SOURCE:

KrzysFR commented Oct 28, 2024

Looking at the node.js binding, I see this entry: https://github.com/josephg/fdb-tuple?tab=readme-ov-file#js-to-tuple-value-mapping

Danger 💣: If you mix integers and floats in your database keys, getRange will not work correctly. The tuple encoding sorts all integers before all floating point numbers. So if your values have keys [0.9], [1], [1.1], your keys will sort in the wrong order (you'll get [1], [0.9], [1.1]). And if you call tn.getRange([0], [2]), you will only get [1]. You can force the tuple encoder to always use floating point encoding for integers by wrapping the number in an object: pack([{type: 'double', value: 1}, ...]) instead of pack([1, ...]).

Seems like fun times, especially for folks that uses "64-bit integers as uuids" 😨

The encoder seems to check if a number is an actual integer or not: https://github.com/josephg/fdb-tuple/blob/master/lib/index.ts#L253-L281

It would be very easy for an application using the node.js binding to let a few floating points numbers "escape" in the keys, even if they only intended them to be only integers (and thus use <int> in an FQL query), especially if you factor in the classical issues where 3 * (1 / 3) could not be equal to 1 in some corner cases, and this 1 would be encoded as a 9-byte float, instead of a 2-byte int !!!

@janderland
Copy link
Owner

janderland commented Oct 28, 2024

Side note 3: maybe that's why it looks weird for me, because having integers vs floats, sort of imply that integers (ℕ) are NOT real numbers (ℝ), which in maths is non-sense, but for us developers is somewhat "normal" ? :D. It seems more natural for me that ℝ would match all numbers, then ℤ would match only the part that are integers, and then ℕ only those that are positive (or non-negative, depending on if you include 0 or not). We are lucky to not have to deal with ℂ (complex numbers!)

Fair point. I have a math minor with my degree, so this makes sense to me. I think most programmers would prefer the traditional integer/float split though.

The issue could be interop with dynamic languages that have only a single type for numbers, like JavaScript where all numbers are 64-bit floats.

I think this can be solved by including custom types in the API. For instance, the Go API for FQL doesn't use the raw 'int' which Go provides. I define a custom type (AKA a "box") which contains an integer. This provides me with extra runtime information. I'd probably do the same for JS.

@janderland
Copy link
Owner

BTW, based on these conversation I'm pretty sure I'm going to remove the uint type from FQL. If it's not represented in the Tuple layer bytes then it shouldn't be in FQL.

@KrzysFR
Copy link
Author

KrzysFR commented Oct 28, 2024

BTW, based on these conversation I'm pretty sure I'm going to remove the uint type from FQL. If it's not represented in the Tuple layer bytes then it shouldn't be in FQL.

They could still be useful for a raw value? I'm not sure if you have plans to be able to represent counters, which I use a lot in layers to maintain count of documents, statistics on indexes, or even as a simple change token that is watched or used for cache busting.

I think if you had the ability to represent constraint on types (number of bytes, signed/unsigned, high-/low-endian, ...), PLUS the ability to create type aliases, then something like a "counter64" could be an alias on an integer + constraints.

STORED ROWS:
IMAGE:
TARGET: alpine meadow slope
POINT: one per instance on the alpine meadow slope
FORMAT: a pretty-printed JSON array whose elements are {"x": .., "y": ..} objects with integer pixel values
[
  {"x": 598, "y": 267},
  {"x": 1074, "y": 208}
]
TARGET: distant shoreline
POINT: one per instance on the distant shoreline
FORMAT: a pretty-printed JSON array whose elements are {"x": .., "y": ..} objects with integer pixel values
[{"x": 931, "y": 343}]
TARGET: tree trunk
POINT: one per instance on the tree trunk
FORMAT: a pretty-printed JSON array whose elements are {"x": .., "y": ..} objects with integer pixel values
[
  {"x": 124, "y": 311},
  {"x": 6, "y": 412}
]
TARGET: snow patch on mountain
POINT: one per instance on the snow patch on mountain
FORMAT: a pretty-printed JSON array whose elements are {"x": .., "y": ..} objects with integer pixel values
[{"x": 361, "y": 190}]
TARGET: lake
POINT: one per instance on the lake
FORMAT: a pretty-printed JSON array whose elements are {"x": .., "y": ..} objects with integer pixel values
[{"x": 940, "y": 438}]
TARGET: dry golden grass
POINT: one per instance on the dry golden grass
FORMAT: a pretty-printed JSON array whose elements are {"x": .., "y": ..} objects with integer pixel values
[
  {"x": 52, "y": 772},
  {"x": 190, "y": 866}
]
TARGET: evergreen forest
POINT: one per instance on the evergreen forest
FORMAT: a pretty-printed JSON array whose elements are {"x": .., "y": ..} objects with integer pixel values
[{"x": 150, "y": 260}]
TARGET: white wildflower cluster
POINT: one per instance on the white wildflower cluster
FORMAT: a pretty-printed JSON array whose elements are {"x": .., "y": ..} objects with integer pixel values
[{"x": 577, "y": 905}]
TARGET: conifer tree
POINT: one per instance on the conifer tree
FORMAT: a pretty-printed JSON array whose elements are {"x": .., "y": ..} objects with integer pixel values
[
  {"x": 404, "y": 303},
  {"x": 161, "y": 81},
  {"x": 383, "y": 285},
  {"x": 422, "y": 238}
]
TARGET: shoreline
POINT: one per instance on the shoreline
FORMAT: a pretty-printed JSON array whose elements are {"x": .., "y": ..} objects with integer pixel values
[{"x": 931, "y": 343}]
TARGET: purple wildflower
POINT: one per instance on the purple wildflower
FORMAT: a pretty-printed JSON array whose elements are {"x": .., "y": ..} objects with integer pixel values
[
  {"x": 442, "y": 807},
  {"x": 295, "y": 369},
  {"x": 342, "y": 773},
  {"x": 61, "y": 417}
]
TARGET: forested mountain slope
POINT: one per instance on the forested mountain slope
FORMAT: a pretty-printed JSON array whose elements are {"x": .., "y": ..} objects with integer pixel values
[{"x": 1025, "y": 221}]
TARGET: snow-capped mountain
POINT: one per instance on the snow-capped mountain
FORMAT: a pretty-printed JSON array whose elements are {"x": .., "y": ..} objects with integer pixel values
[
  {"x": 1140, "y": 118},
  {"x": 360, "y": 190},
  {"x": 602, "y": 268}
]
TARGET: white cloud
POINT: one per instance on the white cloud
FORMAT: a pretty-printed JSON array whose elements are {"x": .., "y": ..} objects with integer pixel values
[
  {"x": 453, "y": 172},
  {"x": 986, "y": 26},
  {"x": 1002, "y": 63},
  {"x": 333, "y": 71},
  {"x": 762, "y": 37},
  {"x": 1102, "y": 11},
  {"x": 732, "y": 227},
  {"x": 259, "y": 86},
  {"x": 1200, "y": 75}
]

GIVEN TASK 1: Rename "programmers" as "developers" in the part of the thread that opens with the words "Fair point. I" and closes with "integer/float split though.", and write out that part with the change.
GIVEN TASK 2: Summarize the thread in two sentences.
None of the tasks require the items.

WRITTEN RESPONSE 1:
Fair point. I have a math minor with my degree, so this makes sense to me. I think most developers would prefer the traditional integer/float split though.

WRITTEN RESPONSE 2: KrzysFR notes that the node.js tuple binding sorts all integers before all floating point numbers, so keys that mix the two can sort in the wrong order, and numbers intended as integers can slip into keys as floats. janderland answers that most programmers would prefer the traditional integer/float split, proposes custom box types for dynamic languages such as JavaScript, and plans to remove the uint type from FQL, while KrzysFR asks whether such values could still be useful for raw values such as counters.